- _EXCERPTED PASSAGE_
A Brief Biography of and Quotes from John Donne

John Donne, born in London in 1572 to John Donne and Elizabeth Heywood, was brought up as a Catholic. Now known mainly for his poetry, Donne was known during his life for his sermons and as the Dean of St Paul’s Cathedral in London.

A Brief Biography of and Quotes from John Donne

In 1601, Donne secretly married Ann More, niece of Lady Egerton, which caused a scandal when it was discovered, resulting in Donne’s losing his position as Sir Thomas Egerton’s secretary and brief imprisonment. The couple relied on friends and family members who were willing to help during the next years to provide a place to live and financial support.

He converted to Protestantism sometime during the ensuing 14 years and was ordained in the Church of England in 1615. Two years later, his beloved wife died after a stillbirth and Donne was heartbroken and chose never to remarry. He became famous for his eloquent and emotional sermons and was made Dean of St Paul’s in 1621. After becoming ill in the fall of 1630, he died on March 31, 1631.

Quotes

Who are a little wise the best fools be. (The Triple Fool)

No man is an island, entire of itself; every man is a piece of the continent, a part of the main. If a clod be washed away by the sea, Europe is the less, as well as if a promontory were, as well as if a manor of thy friend’s or of thine own were: any man’s death diminishes me, because I am involved in mankind, and therefore never send to know for whom the bell tolls; it tolls for thee. (Devotions upon Emergent Occasions no. 17)

Love, all alike, no season knows, nor clime,
Nor hours, days, months, which are the rags of time. (The Sun Rising)

No spring nor summer beauty hath such grace as I have seen in one autumnal face. (The Autumnal)

For God’s sake, hold your tongue and let me love! (The Canonization)

Love built on beauty, soon as beauty, dies. (Elegy II: The Anagram)

Come live with me, and be my love,
And we will some new pleasures prove
Of golden sands, and crystal brooks,
With silken lines, and silver hooks. (The Bait)

Death be not proud, though some have called thee
Mighty and dreadful, for thou art not so.
For, those whom thou think’st thou dost overthrow
Die not, poor death, nor yet canst thou kill me. (Holy Sonnet X)

Death comes equally to us all, and makes us all equal when it comes.

Be thine own palace, or the world’s thy jail.

If I dream I have you, I have you,
For, all our joys are but fantastical. (The Dream)

O how feeble is man’s power,
That if good fortune fall,
Cannot add another hour,
Nor a lost hour recall!  (song)

If we consider eternity, into that time never entered; eternity is not an everlasting flux of time, but time is as a short parenthesis in a long period; and eternity had been the same as it is, though time had never been. (Book of Devotions)

I am two fools, I know,
For loving, and for saying so.  (The Complete English Poems)

- _DATA SUPPLIED_
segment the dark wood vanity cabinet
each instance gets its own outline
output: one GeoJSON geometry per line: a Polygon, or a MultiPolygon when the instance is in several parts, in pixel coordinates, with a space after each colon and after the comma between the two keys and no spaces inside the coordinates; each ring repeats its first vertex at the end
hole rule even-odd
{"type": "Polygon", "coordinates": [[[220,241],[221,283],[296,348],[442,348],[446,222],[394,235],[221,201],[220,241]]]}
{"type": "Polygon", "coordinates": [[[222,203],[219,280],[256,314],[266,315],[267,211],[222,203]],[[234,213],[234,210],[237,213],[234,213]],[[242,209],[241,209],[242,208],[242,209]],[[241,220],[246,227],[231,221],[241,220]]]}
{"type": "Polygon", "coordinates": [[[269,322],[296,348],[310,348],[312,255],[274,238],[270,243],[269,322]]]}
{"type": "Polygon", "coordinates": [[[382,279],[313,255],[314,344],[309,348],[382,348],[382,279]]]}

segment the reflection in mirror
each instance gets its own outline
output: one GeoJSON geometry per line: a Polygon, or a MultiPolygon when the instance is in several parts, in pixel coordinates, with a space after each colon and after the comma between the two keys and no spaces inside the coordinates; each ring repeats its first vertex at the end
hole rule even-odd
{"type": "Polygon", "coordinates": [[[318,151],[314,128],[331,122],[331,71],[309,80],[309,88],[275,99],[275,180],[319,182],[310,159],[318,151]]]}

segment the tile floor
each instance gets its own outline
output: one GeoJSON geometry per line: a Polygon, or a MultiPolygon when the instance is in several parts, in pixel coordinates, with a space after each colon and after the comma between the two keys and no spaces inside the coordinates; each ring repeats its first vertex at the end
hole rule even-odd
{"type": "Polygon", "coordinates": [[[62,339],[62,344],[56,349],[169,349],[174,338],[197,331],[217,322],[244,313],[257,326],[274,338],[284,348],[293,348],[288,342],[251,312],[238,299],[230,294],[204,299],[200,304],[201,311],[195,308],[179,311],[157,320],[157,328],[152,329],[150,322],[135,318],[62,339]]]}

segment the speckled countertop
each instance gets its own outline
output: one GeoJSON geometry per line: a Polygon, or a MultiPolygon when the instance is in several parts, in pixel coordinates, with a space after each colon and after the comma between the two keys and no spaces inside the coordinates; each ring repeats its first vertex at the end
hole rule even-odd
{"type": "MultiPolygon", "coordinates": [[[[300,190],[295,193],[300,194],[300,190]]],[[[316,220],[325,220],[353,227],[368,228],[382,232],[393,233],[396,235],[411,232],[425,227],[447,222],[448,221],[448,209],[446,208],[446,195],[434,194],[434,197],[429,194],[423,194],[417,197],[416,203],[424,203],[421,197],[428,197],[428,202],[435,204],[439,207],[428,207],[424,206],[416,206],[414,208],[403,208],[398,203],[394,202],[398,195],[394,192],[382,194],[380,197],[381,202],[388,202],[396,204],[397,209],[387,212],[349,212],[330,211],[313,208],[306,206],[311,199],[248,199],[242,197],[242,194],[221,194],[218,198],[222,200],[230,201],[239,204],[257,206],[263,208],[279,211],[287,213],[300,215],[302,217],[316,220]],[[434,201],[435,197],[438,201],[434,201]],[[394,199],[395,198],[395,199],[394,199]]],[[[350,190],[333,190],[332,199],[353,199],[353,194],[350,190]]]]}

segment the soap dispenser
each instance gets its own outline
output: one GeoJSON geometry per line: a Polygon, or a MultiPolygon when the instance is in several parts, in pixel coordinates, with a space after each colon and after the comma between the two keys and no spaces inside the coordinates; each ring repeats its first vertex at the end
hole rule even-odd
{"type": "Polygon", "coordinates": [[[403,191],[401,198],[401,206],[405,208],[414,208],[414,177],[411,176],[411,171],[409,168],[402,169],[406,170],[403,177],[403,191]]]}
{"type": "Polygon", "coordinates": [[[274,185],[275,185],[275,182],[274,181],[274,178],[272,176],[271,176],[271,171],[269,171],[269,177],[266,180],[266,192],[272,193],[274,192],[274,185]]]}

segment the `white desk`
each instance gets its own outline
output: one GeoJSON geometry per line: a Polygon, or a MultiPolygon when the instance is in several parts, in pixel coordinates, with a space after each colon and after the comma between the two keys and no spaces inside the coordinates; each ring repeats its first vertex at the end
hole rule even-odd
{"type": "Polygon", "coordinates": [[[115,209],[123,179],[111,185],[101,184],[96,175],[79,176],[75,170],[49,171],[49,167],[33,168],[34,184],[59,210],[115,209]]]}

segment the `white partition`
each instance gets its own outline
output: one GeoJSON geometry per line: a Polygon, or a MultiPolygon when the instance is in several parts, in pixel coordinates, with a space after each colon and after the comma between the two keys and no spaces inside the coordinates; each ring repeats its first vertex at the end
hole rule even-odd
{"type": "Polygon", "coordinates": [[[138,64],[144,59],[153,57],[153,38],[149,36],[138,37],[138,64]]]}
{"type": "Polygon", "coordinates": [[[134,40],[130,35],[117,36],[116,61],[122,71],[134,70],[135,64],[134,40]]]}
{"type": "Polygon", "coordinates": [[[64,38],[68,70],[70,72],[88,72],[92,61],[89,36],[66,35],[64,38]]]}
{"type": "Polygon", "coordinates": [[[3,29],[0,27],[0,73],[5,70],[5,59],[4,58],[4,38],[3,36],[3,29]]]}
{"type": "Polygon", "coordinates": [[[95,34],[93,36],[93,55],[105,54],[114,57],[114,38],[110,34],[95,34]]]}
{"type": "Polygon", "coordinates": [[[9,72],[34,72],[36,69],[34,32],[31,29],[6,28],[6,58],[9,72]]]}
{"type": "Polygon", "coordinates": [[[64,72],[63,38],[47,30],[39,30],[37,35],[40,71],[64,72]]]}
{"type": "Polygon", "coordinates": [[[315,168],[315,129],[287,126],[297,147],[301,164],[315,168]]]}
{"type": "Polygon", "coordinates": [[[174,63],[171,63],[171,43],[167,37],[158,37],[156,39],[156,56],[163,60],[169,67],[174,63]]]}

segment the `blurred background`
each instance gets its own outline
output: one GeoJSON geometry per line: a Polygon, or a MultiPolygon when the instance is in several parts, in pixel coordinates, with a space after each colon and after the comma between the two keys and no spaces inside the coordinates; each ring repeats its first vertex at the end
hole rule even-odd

- _EXERCISE REQUIREMENTS_
1 - Reproduce the passage of the John Donne quotations starting at "If I dream I" and ending at "hour recall!  (song)", with "fortune" swapped for "chance".
2 - Extend the John Donne biography and quotations page past its last line.

- _ANSWERS TO THE EXERCISES_
1 -
If I dream I have you, I have you,
For, all our joys are but fantastical. (The Dream)

O how feeble is man’s power,
That if good chance fall,
Cannot add another hour,
Nor a lost hour recall!  (song)

2 -
And who understands? Not me, because if I did I would forgive it all.

More than kisses, letters mingle souls; For, thus friends absent speak.

To know and feel all this and not have the words to express it makes a human a grave of his own thoughts.

Death is an ascension to a better library.

Nature’s great masterpiece, an elephant; the only harmless great thing.

Batter my heart, three-person’d God; for you
As yet but knock; breathe, shine, and seek to mend;
That I may rise, and stand, o’erthrow me, and bend
Your force, to break, blow, burn, and make me new. (Holy Sonnets)

Other men’s crosses are not my crosses.

Reason is our soul’s left hand, Faith her right,
By these we reach divinity.

Filled with her love, may I be rather grown
Mad with much heart, than idiot with none. (The Complete Poetry and Selected Prose)

That thou remember them, some claim as debt; I think it mercy, if thou wilt forget. (John Donne’s Poetry)

This is joy’s bonfire, then, where love’s strong arts
Make of so noble individual parts
One fire of four inflaming eyes, and of two loving hearts. (The Complete English Poems)

Our two souls therefore, which are one,
Though I must go, endure not yet
A breach, but an expansion,
Like gold to aery thinness beat. (Valediction: Forbidding Mourning)

He that desires to print a book, should much more desire, to be a book.

Doubt wisely; in strange way
To stand inquiring right, is not to stray;
To sleep, or run wrong, is.

Poor heretics there be,
Which think to establish dangerous constancy,
But I have told them,
‘Since you will be true,
You shall be true to them, who are false to you.

Grief brought to numbers cannot be so fierce,
For, he tames it, that fetters it in verse.

Stay, O sweet, and do not rise;
The light that shines comes from thine eyes;
The day breaks not, it is my heart,
Because that you and I must part. (Selected Poems)

Changed loves are but changed sorts of meat,
And when he hath the kernel eat,
Who doth not fling away the shell?

Wicked is not much worse than indiscreet.

Thy sins and hairs may no man equal call,
For as thy sins increase, thy hairs do fall.  (The Complete English Poems)

Methinks I lied all winter, when I swore
My love was infinite, if spring makes it more.

Nature hath no goal, though she hath law.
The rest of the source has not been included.